• **Text shown**
▼
Re: Why do I have a 1.4Tib of archived WAL logs in...

Rajatj21 · 01-03-2025 02:59 AM

My current CloudSQL Postgres instance has a single read replica and even the table data is aound few Gibs the WAL is in Tibs as we can see in the image.

I want to know why do my replica instance has archived WAL stuck on the disk & if its is safe to remove it and how?

ms4446

In Cloud SQL PostgreSQL, excessive archived WAL (Write-Ahead Log) file accumulation on read replicas typically points to replication lag, though point-in-time recovery (PITR) retention can also contribute. Under normal conditions, CSQL automatically removes WAL files once they are no longer required for replication or recovery. However, significant lag can prevent this cleanup. Common causes of replication lag include network latency, insufficient replica resources, long-running queries on the replica that block the apply process, or stalled replay processes. A long PITR retention window can also increase the amount of WAL retained, as Cloud SQL must preserve logs for recovery within the retention period.
▲
• **Required work**
**A)** Answer these questions using the thread on archived WAL logs:
(i) How many read replicas does the Cloud SQL Postgres instance have?
(ii) What does Cloud SQL normally do with WAL files once they are no longer required for replication or recovery?
(iii) Besides replication lag, what does the reply say can contribute to archived WAL buildup?
**B)** Reproduce everything in the thread on archived WAL logs from "My current CloudSQL" down to "it and how?".

• **Record excerpts**
▼
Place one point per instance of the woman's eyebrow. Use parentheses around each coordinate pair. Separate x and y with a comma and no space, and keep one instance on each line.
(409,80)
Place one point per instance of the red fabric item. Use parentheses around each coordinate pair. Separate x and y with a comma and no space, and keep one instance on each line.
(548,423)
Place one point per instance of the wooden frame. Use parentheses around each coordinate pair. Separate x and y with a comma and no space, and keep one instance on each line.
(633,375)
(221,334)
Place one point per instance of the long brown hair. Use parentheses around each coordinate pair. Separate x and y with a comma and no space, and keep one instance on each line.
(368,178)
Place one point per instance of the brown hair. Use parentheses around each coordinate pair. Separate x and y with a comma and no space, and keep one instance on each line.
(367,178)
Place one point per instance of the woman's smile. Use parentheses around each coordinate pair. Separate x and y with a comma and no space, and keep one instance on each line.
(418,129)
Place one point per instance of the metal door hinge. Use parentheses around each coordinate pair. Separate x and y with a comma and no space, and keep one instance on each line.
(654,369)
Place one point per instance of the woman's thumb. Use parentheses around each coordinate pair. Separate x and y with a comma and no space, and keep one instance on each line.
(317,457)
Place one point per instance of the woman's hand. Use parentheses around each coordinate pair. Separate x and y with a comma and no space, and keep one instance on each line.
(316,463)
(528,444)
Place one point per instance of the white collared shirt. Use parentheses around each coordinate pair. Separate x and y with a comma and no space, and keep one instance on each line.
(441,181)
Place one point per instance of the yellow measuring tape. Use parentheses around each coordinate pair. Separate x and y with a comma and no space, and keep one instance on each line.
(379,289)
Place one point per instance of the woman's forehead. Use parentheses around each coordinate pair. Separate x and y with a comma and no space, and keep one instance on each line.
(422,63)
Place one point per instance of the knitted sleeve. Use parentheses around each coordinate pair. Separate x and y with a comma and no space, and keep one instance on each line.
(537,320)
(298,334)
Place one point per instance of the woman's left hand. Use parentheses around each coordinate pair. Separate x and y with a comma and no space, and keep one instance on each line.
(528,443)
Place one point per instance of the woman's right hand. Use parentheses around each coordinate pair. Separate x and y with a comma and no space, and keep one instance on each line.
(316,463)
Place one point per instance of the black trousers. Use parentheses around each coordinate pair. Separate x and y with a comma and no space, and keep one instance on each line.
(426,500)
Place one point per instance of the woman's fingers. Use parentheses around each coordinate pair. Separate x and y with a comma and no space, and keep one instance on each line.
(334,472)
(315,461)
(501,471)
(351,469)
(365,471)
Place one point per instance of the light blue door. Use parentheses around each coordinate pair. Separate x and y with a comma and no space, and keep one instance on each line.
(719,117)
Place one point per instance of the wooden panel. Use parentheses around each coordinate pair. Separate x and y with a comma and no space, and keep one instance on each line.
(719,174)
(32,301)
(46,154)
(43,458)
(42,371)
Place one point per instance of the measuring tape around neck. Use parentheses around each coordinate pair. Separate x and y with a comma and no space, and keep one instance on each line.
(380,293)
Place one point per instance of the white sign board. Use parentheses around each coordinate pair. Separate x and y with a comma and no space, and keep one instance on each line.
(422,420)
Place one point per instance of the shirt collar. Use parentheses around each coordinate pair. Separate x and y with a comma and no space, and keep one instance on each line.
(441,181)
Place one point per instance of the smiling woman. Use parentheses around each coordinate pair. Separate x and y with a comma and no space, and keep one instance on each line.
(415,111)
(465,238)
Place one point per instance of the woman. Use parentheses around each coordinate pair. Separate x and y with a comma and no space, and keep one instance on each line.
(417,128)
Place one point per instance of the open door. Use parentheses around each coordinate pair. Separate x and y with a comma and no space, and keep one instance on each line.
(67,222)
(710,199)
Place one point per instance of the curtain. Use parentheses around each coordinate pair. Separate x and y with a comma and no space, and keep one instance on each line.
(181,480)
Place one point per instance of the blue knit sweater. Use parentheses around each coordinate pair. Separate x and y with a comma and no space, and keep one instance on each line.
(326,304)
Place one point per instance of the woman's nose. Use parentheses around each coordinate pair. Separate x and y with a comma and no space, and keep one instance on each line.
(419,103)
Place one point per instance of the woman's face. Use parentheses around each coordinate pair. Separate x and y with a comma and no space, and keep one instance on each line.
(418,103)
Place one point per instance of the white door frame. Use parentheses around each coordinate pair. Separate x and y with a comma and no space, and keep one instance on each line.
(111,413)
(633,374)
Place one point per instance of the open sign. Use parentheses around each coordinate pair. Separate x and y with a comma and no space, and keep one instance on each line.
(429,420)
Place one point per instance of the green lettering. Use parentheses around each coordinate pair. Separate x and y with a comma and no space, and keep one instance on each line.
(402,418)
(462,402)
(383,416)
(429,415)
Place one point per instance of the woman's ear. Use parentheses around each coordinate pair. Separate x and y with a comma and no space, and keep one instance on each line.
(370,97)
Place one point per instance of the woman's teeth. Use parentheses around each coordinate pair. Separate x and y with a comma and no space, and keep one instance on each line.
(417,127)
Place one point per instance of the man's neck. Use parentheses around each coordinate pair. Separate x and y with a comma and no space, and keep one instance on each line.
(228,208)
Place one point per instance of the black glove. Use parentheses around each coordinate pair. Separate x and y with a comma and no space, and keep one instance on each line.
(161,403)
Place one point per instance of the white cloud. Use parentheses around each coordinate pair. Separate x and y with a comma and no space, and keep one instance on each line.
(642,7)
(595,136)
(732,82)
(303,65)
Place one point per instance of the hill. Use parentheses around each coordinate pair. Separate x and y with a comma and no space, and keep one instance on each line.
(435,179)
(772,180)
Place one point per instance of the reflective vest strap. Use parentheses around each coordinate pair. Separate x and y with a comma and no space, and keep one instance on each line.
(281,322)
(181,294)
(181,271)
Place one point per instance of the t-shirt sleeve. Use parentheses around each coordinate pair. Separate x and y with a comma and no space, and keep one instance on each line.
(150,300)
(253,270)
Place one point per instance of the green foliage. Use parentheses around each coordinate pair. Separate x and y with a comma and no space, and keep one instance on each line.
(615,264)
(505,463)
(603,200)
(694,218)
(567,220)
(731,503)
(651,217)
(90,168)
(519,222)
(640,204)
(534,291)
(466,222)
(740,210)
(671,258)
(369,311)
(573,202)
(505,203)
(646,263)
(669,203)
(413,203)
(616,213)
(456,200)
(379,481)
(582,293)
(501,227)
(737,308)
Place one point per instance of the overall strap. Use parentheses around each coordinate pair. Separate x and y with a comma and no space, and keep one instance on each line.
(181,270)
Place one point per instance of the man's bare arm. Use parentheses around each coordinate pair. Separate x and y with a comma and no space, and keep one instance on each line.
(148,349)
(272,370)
▲
• **Final results**
**A)**
(i) A single read replica.
(ii) It removes them automatically.
(iii) Point-in-time recovery (PITR) retention.

**B)**
My current CloudSQL Postgres instance has a single read replica and even the table data is aound few Gibs the WAL is in Tibs as we can see in the image.

I want to know why do my replica instance has archived WAL stuck on the disk & if its is safe to remove it and how?